═══ DATA SHOWN

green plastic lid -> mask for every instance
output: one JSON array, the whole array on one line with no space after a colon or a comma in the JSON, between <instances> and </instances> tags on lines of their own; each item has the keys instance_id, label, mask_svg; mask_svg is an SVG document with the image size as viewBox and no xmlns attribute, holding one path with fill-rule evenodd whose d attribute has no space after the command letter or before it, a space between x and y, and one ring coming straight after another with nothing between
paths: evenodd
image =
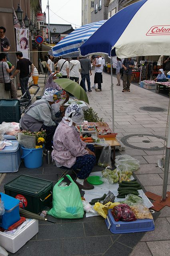
<instances>
[{"instance_id":1,"label":"green plastic lid","mask_svg":"<svg viewBox=\"0 0 170 256\"><path fill-rule=\"evenodd\" d=\"M89 176L87 179L87 181L92 185L100 185L103 183L103 181L100 180L100 176Z\"/></svg>"}]
</instances>

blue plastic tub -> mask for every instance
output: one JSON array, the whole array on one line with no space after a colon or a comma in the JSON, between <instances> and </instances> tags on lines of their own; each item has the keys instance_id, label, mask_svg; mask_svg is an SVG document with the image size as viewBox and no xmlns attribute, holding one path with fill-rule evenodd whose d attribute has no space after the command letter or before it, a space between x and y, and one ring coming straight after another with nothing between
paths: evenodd
<instances>
[{"instance_id":1,"label":"blue plastic tub","mask_svg":"<svg viewBox=\"0 0 170 256\"><path fill-rule=\"evenodd\" d=\"M134 221L115 221L111 212L111 209L108 211L105 222L108 229L110 229L113 234L151 231L155 228L153 220L146 219L138 219Z\"/></svg>"},{"instance_id":2,"label":"blue plastic tub","mask_svg":"<svg viewBox=\"0 0 170 256\"><path fill-rule=\"evenodd\" d=\"M0 193L1 200L4 202L5 213L0 216L0 226L7 230L20 220L19 211L20 200L12 196Z\"/></svg>"},{"instance_id":3,"label":"blue plastic tub","mask_svg":"<svg viewBox=\"0 0 170 256\"><path fill-rule=\"evenodd\" d=\"M0 172L16 172L21 162L21 149L17 140L10 141L12 146L0 150Z\"/></svg>"},{"instance_id":4,"label":"blue plastic tub","mask_svg":"<svg viewBox=\"0 0 170 256\"><path fill-rule=\"evenodd\" d=\"M33 169L40 167L43 162L43 152L44 146L39 148L25 148L22 150L22 158L24 158L24 165L27 168Z\"/></svg>"}]
</instances>

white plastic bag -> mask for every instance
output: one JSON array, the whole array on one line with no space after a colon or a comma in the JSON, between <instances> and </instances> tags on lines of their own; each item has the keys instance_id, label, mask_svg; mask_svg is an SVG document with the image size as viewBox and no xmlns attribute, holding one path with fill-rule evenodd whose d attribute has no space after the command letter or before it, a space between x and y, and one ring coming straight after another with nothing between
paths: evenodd
<instances>
[{"instance_id":1,"label":"white plastic bag","mask_svg":"<svg viewBox=\"0 0 170 256\"><path fill-rule=\"evenodd\" d=\"M102 153L98 162L98 165L102 167L112 168L111 161L111 152L112 149L110 145L105 146L102 150Z\"/></svg>"},{"instance_id":2,"label":"white plastic bag","mask_svg":"<svg viewBox=\"0 0 170 256\"><path fill-rule=\"evenodd\" d=\"M139 161L128 155L120 155L115 158L114 165L122 172L137 171L140 167Z\"/></svg>"},{"instance_id":3,"label":"white plastic bag","mask_svg":"<svg viewBox=\"0 0 170 256\"><path fill-rule=\"evenodd\" d=\"M20 130L19 123L12 122L11 123L6 123L3 122L2 124L0 124L0 134L3 134L4 133L10 132L13 131L17 131Z\"/></svg>"}]
</instances>

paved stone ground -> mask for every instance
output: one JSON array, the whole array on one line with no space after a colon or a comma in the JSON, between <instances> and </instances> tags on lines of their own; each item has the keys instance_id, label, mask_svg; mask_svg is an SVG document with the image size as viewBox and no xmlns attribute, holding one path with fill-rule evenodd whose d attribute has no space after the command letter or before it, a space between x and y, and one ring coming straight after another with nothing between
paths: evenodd
<instances>
[{"instance_id":1,"label":"paved stone ground","mask_svg":"<svg viewBox=\"0 0 170 256\"><path fill-rule=\"evenodd\" d=\"M91 77L92 82L94 74ZM44 79L41 76L39 84L43 82ZM90 106L111 126L110 75L104 73L103 80L102 92L96 92L94 90L92 92L87 93ZM115 77L114 83L117 83ZM42 84L37 96L41 94L42 89ZM169 99L136 85L132 84L130 89L130 92L122 93L122 86L114 86L115 131L118 133L117 138L122 139L126 146L126 151L117 151L116 154L126 154L138 159L140 168L136 172L137 178L147 191L161 195L163 172L157 167L157 162L163 153L167 112L147 112L140 108L159 106L168 109ZM125 137L128 135L131 136ZM100 170L96 166L94 171ZM5 174L2 174L0 178L0 182L2 181L0 191L3 191L4 184L21 174L52 180L54 184L60 173L59 169L46 163L45 159L42 167L35 170L26 168L22 163L18 172L8 174L5 177ZM170 186L170 178L168 190ZM155 219L158 215L154 214ZM50 216L49 218L54 219ZM106 228L103 218L100 216L55 220L55 224L40 222L38 233L17 252L10 255L27 256L36 254L42 256L50 254L164 256L170 254L170 209L168 207L161 211L156 219L155 230L146 233L113 235Z\"/></svg>"}]
</instances>

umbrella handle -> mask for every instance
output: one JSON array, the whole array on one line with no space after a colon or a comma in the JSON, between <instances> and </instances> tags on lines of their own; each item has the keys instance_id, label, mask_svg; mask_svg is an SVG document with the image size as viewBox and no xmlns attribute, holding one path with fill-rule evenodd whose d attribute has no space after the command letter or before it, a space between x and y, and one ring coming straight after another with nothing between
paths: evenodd
<instances>
[{"instance_id":1,"label":"umbrella handle","mask_svg":"<svg viewBox=\"0 0 170 256\"><path fill-rule=\"evenodd\" d=\"M48 196L46 196L46 197L45 197L44 198L44 200L42 200L42 199L41 199L41 198L40 198L40 200L41 200L41 201L42 201L42 202L44 202L44 201L45 201L45 200L46 200L46 199L47 199L47 198L50 196L51 196L51 195L52 194L52 193L51 191L50 192L51 194L50 194Z\"/></svg>"}]
</instances>

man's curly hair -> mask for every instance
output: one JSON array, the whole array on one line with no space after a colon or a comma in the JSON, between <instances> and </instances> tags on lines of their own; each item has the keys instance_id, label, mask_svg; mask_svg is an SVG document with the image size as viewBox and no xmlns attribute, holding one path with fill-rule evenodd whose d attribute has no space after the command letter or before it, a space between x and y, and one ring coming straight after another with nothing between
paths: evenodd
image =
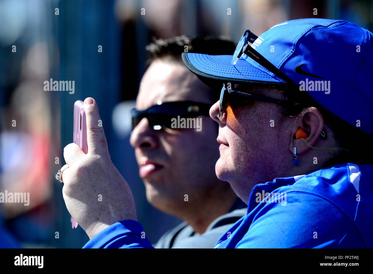
<instances>
[{"instance_id":1,"label":"man's curly hair","mask_svg":"<svg viewBox=\"0 0 373 274\"><path fill-rule=\"evenodd\" d=\"M145 47L150 54L147 62L148 64L156 59L162 58L182 62L181 54L184 52L211 55L232 55L236 45L223 36L189 37L183 35L167 39L153 38L153 42Z\"/></svg>"}]
</instances>

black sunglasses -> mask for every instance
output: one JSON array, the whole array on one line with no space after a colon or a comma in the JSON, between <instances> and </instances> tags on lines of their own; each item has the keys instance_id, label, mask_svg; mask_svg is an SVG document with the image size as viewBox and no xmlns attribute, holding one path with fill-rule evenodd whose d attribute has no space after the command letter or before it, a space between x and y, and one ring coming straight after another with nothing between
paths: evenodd
<instances>
[{"instance_id":1,"label":"black sunglasses","mask_svg":"<svg viewBox=\"0 0 373 274\"><path fill-rule=\"evenodd\" d=\"M132 130L143 118L146 118L153 129L172 128L172 119L194 118L199 115L209 116L211 105L193 101L167 102L152 105L144 110L133 108L131 110Z\"/></svg>"},{"instance_id":2,"label":"black sunglasses","mask_svg":"<svg viewBox=\"0 0 373 274\"><path fill-rule=\"evenodd\" d=\"M299 89L299 85L289 78L283 72L278 69L272 63L265 58L254 49L260 45L263 41L263 38L257 36L249 29L244 32L242 37L237 44L236 50L232 57L231 63L233 66L237 63L244 53L261 65L275 75L285 81L288 84L293 88ZM249 43L251 43L250 46Z\"/></svg>"},{"instance_id":3,"label":"black sunglasses","mask_svg":"<svg viewBox=\"0 0 373 274\"><path fill-rule=\"evenodd\" d=\"M257 100L258 101L262 101L263 102L269 102L271 103L284 105L288 104L289 103L289 102L288 101L278 100L276 99L267 97L263 95L250 93L245 91L232 89L227 89L225 87L225 84L224 84L223 85L223 88L222 88L222 91L220 93L220 101L219 103L219 118L221 118L223 117L223 114L226 110L227 105L228 104L229 100L228 97L229 94L242 95L248 97L253 100Z\"/></svg>"}]
</instances>

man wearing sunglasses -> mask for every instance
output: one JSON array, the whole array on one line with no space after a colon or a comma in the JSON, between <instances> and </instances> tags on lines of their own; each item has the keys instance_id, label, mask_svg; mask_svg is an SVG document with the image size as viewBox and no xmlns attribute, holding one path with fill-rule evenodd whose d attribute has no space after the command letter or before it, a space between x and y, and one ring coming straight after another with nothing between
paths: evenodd
<instances>
[{"instance_id":1,"label":"man wearing sunglasses","mask_svg":"<svg viewBox=\"0 0 373 274\"><path fill-rule=\"evenodd\" d=\"M149 202L184 221L154 246L212 248L246 206L215 174L218 126L209 111L219 94L184 65L185 45L206 53L217 46L216 54L228 54L235 46L226 40L182 36L147 47L150 65L131 112L130 143Z\"/></svg>"},{"instance_id":2,"label":"man wearing sunglasses","mask_svg":"<svg viewBox=\"0 0 373 274\"><path fill-rule=\"evenodd\" d=\"M150 65L131 112L130 143L148 201L184 221L155 246L212 248L246 207L215 174L218 127L209 111L217 94L183 63L185 45L194 52L216 46L216 54L228 54L235 46L225 40L185 37L148 46ZM185 124L179 123L178 128L177 120L183 119Z\"/></svg>"},{"instance_id":3,"label":"man wearing sunglasses","mask_svg":"<svg viewBox=\"0 0 373 274\"><path fill-rule=\"evenodd\" d=\"M308 18L247 31L233 56L183 54L225 84L215 170L248 205L216 247L373 247L372 48L367 29ZM134 220L94 226L88 244L150 247Z\"/></svg>"}]
</instances>

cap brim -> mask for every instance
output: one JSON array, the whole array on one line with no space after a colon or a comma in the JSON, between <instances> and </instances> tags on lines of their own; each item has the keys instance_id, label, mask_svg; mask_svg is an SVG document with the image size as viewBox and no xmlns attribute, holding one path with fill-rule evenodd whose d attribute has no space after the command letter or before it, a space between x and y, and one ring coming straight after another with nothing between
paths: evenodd
<instances>
[{"instance_id":1,"label":"cap brim","mask_svg":"<svg viewBox=\"0 0 373 274\"><path fill-rule=\"evenodd\" d=\"M246 60L239 59L235 66L231 63L232 55L209 55L183 53L186 67L209 85L217 82L235 83L283 85L285 83L273 78Z\"/></svg>"}]
</instances>

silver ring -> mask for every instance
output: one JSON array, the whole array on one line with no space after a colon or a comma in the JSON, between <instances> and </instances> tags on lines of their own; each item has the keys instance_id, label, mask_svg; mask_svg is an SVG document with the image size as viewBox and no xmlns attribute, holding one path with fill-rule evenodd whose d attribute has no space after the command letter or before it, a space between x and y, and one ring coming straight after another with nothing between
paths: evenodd
<instances>
[{"instance_id":1,"label":"silver ring","mask_svg":"<svg viewBox=\"0 0 373 274\"><path fill-rule=\"evenodd\" d=\"M56 179L57 179L59 181L60 183L63 182L61 180L61 175L62 174L62 172L65 169L68 168L68 167L69 166L68 166L62 170L60 169L58 171L58 172L57 172L57 174L56 174Z\"/></svg>"}]
</instances>

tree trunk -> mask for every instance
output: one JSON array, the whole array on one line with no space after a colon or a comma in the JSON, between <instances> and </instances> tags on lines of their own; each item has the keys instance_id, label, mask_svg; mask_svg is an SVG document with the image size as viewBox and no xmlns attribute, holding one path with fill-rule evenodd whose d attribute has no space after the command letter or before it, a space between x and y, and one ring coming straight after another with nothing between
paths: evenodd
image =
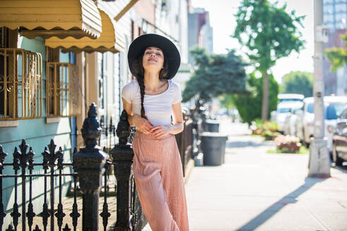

══════

DESCRIPTION OF THE TASK: Please find every line in the items above that contains the string “curly” and copy each one out in full, counting case.

CORRECT OUTPUT:
man's curly hair -> mask for every instance
[{"instance_id":1,"label":"man's curly hair","mask_svg":"<svg viewBox=\"0 0 373 274\"><path fill-rule=\"evenodd\" d=\"M145 47L150 54L147 62L148 64L156 59L162 58L182 62L181 54L184 52L211 55L232 55L236 45L223 36L189 37L183 35L167 39L153 38L153 42Z\"/></svg>"}]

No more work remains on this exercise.